TASK DETAILS - Return, character for character, the lines from the one bearing "the red harness" through the end of the material. Omit everything before that line.

SUPPLIED MATERIAL -

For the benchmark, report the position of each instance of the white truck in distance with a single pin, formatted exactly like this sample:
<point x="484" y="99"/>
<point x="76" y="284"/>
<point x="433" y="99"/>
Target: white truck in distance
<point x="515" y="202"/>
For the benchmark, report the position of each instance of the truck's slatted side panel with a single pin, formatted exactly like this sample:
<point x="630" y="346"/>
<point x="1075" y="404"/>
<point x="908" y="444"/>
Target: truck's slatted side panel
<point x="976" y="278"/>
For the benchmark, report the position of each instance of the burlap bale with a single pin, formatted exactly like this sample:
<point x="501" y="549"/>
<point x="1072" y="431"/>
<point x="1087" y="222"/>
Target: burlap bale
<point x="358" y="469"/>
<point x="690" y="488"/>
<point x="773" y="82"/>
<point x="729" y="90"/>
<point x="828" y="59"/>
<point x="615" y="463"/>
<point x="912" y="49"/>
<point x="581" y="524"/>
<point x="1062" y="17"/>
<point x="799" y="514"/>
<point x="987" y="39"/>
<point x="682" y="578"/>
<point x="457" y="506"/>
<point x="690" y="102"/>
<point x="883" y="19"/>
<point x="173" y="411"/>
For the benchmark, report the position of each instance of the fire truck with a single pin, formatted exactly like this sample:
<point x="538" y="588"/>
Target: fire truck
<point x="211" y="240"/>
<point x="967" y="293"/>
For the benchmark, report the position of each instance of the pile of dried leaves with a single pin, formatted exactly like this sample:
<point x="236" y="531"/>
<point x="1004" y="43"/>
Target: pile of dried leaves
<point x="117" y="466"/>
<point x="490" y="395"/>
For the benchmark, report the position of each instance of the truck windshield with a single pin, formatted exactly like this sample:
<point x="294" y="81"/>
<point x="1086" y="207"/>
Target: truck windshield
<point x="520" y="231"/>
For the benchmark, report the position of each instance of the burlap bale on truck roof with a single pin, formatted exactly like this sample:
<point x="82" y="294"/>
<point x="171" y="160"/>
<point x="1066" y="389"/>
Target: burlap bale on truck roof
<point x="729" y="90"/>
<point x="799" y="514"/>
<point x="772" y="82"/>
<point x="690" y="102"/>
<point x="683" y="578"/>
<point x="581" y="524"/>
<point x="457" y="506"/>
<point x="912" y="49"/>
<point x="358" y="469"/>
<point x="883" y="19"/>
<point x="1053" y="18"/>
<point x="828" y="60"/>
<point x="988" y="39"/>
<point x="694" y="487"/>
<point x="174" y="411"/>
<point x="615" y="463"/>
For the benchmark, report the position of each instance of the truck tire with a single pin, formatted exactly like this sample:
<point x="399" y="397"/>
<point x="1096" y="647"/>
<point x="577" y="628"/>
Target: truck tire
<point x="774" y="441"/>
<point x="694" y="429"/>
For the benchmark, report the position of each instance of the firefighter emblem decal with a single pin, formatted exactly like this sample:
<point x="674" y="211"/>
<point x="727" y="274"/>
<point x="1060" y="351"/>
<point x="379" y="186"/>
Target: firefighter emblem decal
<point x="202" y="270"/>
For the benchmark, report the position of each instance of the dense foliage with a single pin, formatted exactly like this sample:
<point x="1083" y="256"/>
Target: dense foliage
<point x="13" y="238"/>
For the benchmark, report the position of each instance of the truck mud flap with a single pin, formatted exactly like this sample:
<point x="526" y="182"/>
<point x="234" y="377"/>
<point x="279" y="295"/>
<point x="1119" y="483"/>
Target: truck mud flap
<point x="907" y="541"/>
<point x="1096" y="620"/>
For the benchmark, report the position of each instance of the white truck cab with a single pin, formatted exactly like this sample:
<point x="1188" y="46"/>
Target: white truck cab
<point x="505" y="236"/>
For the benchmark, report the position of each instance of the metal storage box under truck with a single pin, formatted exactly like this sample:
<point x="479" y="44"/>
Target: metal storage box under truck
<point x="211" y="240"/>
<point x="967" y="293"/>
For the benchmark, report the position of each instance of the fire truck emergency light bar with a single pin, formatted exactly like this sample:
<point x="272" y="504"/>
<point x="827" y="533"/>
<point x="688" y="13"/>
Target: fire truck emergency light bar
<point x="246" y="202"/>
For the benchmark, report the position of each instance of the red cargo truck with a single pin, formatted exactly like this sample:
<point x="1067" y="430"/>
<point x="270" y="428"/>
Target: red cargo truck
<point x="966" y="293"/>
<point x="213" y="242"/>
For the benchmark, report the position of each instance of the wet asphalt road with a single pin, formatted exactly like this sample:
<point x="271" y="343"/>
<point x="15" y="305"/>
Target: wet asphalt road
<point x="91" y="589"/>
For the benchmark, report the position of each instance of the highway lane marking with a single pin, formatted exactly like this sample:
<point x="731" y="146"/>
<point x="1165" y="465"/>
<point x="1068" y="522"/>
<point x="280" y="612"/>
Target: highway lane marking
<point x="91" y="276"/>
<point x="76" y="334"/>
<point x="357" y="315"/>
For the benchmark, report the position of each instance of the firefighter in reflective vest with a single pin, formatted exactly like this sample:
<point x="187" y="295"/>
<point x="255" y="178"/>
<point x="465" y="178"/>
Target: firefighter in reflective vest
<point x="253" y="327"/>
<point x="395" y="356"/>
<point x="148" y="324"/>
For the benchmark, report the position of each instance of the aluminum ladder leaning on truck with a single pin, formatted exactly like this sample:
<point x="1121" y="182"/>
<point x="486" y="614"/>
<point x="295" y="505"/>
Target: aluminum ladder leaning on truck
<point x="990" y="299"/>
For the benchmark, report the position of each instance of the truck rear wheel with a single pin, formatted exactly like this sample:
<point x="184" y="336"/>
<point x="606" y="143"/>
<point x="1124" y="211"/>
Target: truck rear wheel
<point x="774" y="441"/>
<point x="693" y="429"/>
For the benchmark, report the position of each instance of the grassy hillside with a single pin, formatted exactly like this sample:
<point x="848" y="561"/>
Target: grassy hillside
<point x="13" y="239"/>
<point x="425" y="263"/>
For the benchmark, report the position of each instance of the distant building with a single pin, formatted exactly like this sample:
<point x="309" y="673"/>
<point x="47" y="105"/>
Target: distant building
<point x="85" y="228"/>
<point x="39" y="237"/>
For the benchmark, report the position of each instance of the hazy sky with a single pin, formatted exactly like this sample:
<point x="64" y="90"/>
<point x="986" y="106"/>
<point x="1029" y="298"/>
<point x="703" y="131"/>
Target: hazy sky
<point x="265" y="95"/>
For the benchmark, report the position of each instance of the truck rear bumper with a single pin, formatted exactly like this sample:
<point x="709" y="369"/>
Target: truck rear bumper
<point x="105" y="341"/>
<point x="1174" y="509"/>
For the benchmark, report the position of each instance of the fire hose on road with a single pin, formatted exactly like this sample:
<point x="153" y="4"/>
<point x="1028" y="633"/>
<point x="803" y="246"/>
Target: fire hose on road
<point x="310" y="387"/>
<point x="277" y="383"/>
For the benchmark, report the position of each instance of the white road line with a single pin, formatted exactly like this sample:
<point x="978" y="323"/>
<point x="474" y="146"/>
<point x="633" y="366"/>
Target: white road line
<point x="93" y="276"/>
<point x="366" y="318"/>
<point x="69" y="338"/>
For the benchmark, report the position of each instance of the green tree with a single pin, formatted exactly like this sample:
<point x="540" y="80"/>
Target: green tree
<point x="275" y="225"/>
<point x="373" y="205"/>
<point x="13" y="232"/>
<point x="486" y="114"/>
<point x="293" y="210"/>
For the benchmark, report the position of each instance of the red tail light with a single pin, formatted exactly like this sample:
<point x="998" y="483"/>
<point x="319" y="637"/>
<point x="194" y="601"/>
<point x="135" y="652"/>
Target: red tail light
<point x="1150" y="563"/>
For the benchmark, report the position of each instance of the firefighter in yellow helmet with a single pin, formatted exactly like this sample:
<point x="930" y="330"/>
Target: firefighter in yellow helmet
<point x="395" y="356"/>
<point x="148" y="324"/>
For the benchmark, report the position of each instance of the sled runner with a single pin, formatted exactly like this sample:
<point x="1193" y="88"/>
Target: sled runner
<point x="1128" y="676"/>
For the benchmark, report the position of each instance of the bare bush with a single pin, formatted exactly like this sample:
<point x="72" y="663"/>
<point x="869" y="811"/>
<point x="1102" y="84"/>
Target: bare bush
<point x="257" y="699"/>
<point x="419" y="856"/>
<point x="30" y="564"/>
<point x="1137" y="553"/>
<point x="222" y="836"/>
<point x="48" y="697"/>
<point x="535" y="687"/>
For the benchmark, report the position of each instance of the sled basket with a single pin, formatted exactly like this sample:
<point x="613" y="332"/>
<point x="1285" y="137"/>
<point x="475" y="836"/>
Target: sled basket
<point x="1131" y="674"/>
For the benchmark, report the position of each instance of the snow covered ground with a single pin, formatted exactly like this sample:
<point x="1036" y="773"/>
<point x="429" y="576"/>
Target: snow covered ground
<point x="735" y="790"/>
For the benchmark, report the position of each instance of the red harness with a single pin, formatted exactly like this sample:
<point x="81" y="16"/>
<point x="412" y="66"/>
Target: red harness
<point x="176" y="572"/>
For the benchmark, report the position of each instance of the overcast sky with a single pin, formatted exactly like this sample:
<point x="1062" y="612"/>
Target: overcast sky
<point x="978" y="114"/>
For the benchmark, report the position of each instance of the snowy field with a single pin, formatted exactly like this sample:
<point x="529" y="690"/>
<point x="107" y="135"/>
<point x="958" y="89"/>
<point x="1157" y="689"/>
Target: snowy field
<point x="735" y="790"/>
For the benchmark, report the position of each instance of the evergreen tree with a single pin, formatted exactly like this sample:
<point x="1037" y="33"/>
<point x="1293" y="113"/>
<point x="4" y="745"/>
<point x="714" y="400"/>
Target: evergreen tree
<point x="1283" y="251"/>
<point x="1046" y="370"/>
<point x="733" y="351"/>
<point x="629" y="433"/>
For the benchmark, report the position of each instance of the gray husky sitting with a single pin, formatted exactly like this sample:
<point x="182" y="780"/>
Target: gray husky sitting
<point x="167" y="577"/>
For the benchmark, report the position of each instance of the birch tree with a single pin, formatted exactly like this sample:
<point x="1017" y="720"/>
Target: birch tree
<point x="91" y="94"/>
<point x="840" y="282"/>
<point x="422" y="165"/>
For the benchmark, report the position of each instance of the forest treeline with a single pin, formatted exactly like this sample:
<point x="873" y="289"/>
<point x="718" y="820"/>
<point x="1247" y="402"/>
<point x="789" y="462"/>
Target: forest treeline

ANSWER FOR THIS EXERCISE -
For the benchmark, report the position of each instance of the red harness with a single pin, formatted exactly like this sample:
<point x="81" y="16"/>
<point x="412" y="66"/>
Target: red harness
<point x="176" y="572"/>
For the benchmark, report the position of each instance of the overcast sky with a single pin, formatted exactly like this sample:
<point x="1062" y="612"/>
Target: overcast sky
<point x="978" y="114"/>
For the benchmark, report the position of each instance of the snowy field with a single pin, formatted exactly like this sample:
<point x="529" y="690"/>
<point x="107" y="135"/>
<point x="958" y="89"/>
<point x="1157" y="689"/>
Target: snowy field
<point x="735" y="790"/>
For the benchmark, report the position of each instance of the evergreen tree with a single pin, formatted exactly like this sample:
<point x="1037" y="33"/>
<point x="1293" y="113"/>
<point x="4" y="745"/>
<point x="714" y="400"/>
Target: evergreen tree
<point x="1283" y="251"/>
<point x="1046" y="370"/>
<point x="733" y="351"/>
<point x="629" y="433"/>
For the benchmark, report the position of each instance of the gray husky sitting with a single pin, formatted exactly like this sample:
<point x="182" y="780"/>
Target: gray husky sitting
<point x="167" y="577"/>
For the benchmark, report the position of each instance of the birch tree with a single pin, formatted exactly like this sample:
<point x="1017" y="720"/>
Target: birch tree
<point x="91" y="94"/>
<point x="840" y="282"/>
<point x="422" y="165"/>
For the benchmark, report the position of each instance of the forest treeline with a single pin, formatted exactly like this sample:
<point x="873" y="289"/>
<point x="718" y="820"/>
<point x="1247" y="402"/>
<point x="789" y="462"/>
Target: forest treeline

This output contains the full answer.